◆ **Text under study**
- Opening Delimiter -

Similarly, for the lung patient’s CT image [Fig. 4a], the displacement variables of the underlying mesh were solved from Eq. 2 based on the parameters and boundary conditions assigned in Sec 2B. These displacements were interpolated to generate the M-DVF for the CT image domain. Using the M-DVF, the deformed image was reconstructed from the original reference CT image with the result shown in Fig. 4b. The overlay of the original and deformed CT images is shown in Fig. 4c. From the overlay, it is observed that the bony structures (spine and ribs) remain rigid, but the diaphragm (which has a 2.6 cm peak-to-peak movement) caused deformation of the lung and the tumor. External forces exerted on the diaphragm caused motion primarily in the superior∕interior direction, and the center of the tumor located at the voxel [158, 175, 62] was shifted 0.6 cm in the superior direction.
Figure 4.
The coronal slice of (a) the original lung CT image, (b) CT image deformed with FEM displacements, and (c) the overlay of the two images.
Since the deformed image [Fig. 4b] was constructed from the reference image [Fig. 4a] using the M-DVF, the results of any image registration performed between the reference and deformed images can be quantitatively compared to the M-DVF.
Validation of DIRs on prostate phantom
The fabricated prostate reference image was deformed using the M-DVF to generate a simulation image shown in Fig. 5a. The deformable registrations were performed from the reference image to the simulation image using SR-Demons and MR-Demons with 500 iterations, respectively. The resultant DVFs were used to deform the reference image to the simulation image in the same manner that the simulation image was created. The images warped by the two Demons DVFs are shown in Figs. 5b, 5c. In an analogous way, single resolution B-Spline registrations (using five and eight nodes) were performed from the reference to the simulation image with the resultant DVFs utilized to reconstruct the simulation images shown in Figs. 5d, 5e.

- Closing Delimiter -

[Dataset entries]

- Opening Delimiter -

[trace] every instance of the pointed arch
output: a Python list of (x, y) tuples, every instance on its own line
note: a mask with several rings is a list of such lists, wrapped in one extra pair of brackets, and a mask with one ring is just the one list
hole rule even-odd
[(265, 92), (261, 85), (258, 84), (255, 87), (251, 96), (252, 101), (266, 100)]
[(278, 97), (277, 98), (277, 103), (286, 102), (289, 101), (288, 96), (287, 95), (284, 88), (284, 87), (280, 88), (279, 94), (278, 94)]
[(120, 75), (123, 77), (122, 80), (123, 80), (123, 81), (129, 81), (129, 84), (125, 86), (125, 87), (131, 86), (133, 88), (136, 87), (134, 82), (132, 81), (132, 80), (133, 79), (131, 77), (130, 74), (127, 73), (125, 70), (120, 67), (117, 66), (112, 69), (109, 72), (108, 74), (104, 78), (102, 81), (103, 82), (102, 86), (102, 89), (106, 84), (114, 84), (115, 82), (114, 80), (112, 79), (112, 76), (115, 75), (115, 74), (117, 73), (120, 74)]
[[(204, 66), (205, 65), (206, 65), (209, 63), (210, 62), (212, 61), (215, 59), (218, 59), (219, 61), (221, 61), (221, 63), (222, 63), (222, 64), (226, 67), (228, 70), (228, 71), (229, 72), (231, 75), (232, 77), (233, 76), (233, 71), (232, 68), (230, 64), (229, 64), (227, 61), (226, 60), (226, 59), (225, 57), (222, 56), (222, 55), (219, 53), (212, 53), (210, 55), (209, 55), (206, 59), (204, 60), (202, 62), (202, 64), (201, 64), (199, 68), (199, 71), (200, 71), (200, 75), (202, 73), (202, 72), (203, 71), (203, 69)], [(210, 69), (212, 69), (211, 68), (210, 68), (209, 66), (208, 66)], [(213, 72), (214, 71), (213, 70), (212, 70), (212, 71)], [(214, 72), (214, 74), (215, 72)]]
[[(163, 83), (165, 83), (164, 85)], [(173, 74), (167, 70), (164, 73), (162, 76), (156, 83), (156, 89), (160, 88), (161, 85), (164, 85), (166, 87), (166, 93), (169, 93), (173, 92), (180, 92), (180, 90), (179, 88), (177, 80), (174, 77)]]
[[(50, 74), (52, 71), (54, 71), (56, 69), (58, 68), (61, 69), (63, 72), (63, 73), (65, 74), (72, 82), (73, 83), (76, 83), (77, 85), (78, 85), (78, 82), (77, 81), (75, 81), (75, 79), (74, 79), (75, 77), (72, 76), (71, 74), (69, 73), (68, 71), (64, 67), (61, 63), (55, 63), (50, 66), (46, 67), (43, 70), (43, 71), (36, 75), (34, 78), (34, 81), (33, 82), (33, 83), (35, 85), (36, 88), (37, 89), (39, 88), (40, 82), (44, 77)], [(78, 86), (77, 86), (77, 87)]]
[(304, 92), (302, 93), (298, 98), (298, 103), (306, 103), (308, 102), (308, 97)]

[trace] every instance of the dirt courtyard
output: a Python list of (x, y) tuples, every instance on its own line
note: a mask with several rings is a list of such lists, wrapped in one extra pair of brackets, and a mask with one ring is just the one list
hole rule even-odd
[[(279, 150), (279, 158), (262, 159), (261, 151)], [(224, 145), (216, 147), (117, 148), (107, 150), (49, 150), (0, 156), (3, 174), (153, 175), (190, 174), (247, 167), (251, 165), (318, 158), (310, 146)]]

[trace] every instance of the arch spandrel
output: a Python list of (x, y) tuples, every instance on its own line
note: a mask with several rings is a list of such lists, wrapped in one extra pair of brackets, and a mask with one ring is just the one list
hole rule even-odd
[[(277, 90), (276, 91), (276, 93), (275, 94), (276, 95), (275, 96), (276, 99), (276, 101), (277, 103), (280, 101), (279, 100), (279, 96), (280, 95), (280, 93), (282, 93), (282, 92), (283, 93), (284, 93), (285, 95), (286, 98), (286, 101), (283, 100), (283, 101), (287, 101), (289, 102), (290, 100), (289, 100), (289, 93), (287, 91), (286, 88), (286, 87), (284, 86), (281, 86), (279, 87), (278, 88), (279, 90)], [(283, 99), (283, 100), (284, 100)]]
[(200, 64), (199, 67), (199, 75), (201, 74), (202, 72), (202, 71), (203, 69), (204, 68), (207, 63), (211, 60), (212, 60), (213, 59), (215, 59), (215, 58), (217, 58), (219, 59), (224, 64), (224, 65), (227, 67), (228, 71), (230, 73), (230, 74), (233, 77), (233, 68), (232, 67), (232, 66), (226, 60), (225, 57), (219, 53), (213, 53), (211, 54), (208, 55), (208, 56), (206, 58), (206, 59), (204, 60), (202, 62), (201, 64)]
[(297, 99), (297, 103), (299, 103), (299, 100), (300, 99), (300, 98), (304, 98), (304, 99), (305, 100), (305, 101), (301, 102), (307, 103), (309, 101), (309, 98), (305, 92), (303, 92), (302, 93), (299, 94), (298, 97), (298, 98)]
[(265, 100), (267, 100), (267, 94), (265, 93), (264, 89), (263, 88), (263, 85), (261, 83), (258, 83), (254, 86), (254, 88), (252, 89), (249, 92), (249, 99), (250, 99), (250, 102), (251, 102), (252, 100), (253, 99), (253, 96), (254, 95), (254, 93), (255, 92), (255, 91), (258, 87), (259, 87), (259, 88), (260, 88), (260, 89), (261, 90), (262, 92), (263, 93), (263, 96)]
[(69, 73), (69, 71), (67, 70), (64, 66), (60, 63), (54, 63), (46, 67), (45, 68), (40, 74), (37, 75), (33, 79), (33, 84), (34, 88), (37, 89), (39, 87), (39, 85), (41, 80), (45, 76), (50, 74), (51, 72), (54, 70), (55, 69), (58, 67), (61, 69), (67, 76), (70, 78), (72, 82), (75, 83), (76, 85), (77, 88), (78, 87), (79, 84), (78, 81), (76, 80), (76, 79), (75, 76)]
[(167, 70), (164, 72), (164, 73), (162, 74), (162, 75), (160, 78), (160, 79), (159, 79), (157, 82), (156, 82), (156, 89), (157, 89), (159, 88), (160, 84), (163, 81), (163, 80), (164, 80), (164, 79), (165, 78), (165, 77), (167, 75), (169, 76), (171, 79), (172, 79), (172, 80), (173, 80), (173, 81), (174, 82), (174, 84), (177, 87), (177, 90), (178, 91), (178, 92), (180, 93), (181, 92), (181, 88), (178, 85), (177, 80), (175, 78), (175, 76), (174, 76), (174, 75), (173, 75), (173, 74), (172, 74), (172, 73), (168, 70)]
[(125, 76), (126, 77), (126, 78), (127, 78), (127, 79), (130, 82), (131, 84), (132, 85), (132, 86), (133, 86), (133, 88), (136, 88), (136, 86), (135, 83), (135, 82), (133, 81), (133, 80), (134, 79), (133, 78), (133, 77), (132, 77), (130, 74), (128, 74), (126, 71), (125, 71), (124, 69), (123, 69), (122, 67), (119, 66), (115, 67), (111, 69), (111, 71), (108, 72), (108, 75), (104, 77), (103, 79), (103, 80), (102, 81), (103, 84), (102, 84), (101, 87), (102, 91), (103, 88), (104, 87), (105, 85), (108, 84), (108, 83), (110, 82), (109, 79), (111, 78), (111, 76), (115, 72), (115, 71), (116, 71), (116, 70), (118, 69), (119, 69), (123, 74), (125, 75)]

- Closing Delimiter -

◆ **Work request 1**
In the passage on validating deformable image registration, how far and in which direction was the center of the lung tumor shifted?
◆ **Work request 2**
Write the next part of the passage on validating deformable image registration, starting after its final sentence.
None of these lines is used in any task.

◆ **Expected output 1**
0.6 cm in the superior direction.

◆ **Expected output 2**
Figure 5.
(a) The synthesized image reconstructed by the FEM model. The warped reference image by (b) SR-Demons, (c) MR-Demons, (d) SR-B-Spline with five nodes, and (e) SR-B-Spline with eight nodes, respectively.
Figure 5 shows results for the two Demons registrations. Large errors can be observed at the interface between the rectum and prostate [Figs. 5b, 5c]. Undesired deformation of the femoral heads is also noted [Figs. 5d, 5e]. Due to the uniform image intensities in the interior regions of the bladder, prostate, and femoral heads, the potential image registration errors at such locations will not be detected. However, using the M-DVF as a benchmark, potential registration errors can be identified on a voxel-by-voxel basis. The profiles in Fig. 6a illustrate that the SR-Demons registrations worked well at organ boundaries, but large discrepancies were observed within the interior of the prostate (30<Y<80). Also, these errors cannot be identified visually, suggesting that landmark-based evaluation of DIR accuracy may potentially underestimate registration errors.
Figure 6.
The profiles of the FEM benchmark and the displacements of (a) the Demons registrations on the Y axis (from anterior to posterior) shown in Fig. 5a, (b) Demons at Z axis (from superior to inferior), (c) the Demons illustrated using the reverse comparison, (d) three SR-B-Splines at the Y axis, (e) three MR-B-Splines at Y axis, and (f) three MR-B-Splines at Z axis.
The MR approach may help reduce the registration errors in homogeneous regions (e.g., within the interiors of the bladder and prostate) if these regions undergo significant deformation. However, if the deformation is small this approach may produce increased errors [see the region of 120<Y<150 in Fig. 6a for the rectum]. In general, the MR-Demons results are more accurate than those with a SR as shown in Table 1.
Table 1.
Mean displacement errors of the Demons registrations computed on the prostate phantom.
| Mean DVF error (mm) | Number of iterations | |||||
|---|---|---|---|---|---|---|
| 100 | 200 | 300 | 500 | 800 | 1600 | |
| SR-Demons | 4.26 | 3.68 | 3.53 | 3.29 | 2.95 | 2.53 |
| MR-Demons | 2.40 | 2.36 | 2.31 | 2.23 | 2.13 | 2.01 |
Table 1 shows that the convergence of MR-Demons is faster than that of SR-Demons. However, even after 1600 iterations, these registrations still have large errors. This is suggestive that the accuracy of each registration is strongly influenced by the underlying image intensity gradients.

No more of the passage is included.